----- DATA SHOWN

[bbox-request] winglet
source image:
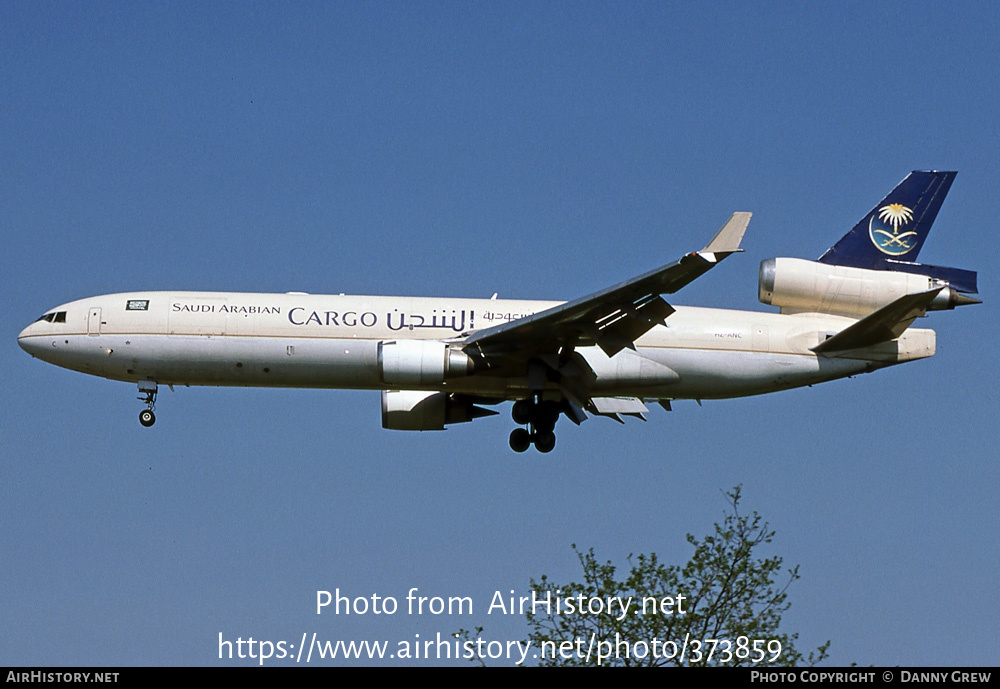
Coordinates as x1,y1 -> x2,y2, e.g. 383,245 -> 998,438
698,211 -> 753,254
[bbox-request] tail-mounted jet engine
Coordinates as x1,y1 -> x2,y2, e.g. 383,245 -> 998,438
758,258 -> 980,316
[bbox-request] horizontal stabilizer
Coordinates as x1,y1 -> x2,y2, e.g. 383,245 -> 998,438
701,211 -> 753,254
812,287 -> 944,354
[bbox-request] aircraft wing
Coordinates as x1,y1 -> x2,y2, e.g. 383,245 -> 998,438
463,212 -> 751,361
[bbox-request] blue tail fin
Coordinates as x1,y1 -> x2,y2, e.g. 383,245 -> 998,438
819,170 -> 977,292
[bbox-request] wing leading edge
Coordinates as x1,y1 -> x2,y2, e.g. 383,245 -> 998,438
463,212 -> 751,362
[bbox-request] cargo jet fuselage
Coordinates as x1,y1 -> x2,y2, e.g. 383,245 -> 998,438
18,172 -> 976,452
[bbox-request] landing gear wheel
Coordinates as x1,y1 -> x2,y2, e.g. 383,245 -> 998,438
510,428 -> 531,452
535,431 -> 556,453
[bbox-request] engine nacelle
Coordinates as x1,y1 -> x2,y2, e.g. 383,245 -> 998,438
758,258 -> 976,316
378,340 -> 473,388
382,390 -> 497,431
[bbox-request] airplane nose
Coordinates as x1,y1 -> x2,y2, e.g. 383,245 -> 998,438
17,324 -> 41,357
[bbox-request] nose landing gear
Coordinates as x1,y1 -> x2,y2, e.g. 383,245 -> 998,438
510,400 -> 559,453
137,380 -> 156,428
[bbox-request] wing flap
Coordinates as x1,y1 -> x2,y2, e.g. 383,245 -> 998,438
463,212 -> 751,359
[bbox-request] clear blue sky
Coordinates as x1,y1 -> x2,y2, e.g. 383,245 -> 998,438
0,1 -> 1000,665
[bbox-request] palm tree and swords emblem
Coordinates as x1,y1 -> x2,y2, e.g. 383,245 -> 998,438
869,203 -> 917,256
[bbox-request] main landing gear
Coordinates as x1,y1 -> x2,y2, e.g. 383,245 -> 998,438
138,380 -> 156,428
510,400 -> 559,453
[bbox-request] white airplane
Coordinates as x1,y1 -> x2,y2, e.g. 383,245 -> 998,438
18,171 -> 980,452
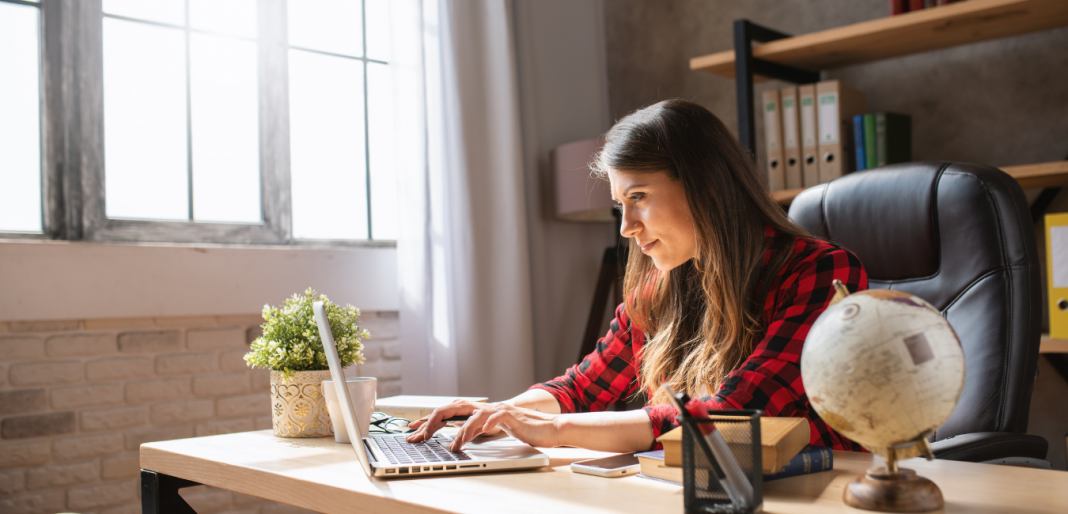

----------

### WRITTEN REQUEST
Reproduce the part of the records that opens with the line containing "[bbox-request] wing flap" and runs through the end of the records, including both ends. Leave the pictures out of your answer.

### THE COMPLETED TASK
[bbox-request] wing flap
Coordinates as x1,y1 -> x2,y2, e.g. 383,245 -> 998,438
463,212 -> 751,359
[bbox-request] clear blue sky
Coordinates as x1,y1 -> x2,y2, e.g. 383,245 -> 998,438
0,1 -> 1000,665
[bbox-request] palm tree and swords emblem
Coordinates as x1,y1 -> x2,y2, e.g. 383,245 -> 998,438
869,203 -> 917,256
[bbox-request] main landing gear
Coordinates as x1,y1 -> x2,y2, e.g. 383,245 -> 998,438
138,380 -> 156,428
510,400 -> 559,453
[bbox-request] white airplane
Coordinates as x1,y1 -> x2,y2, e.g. 383,245 -> 998,438
18,171 -> 980,452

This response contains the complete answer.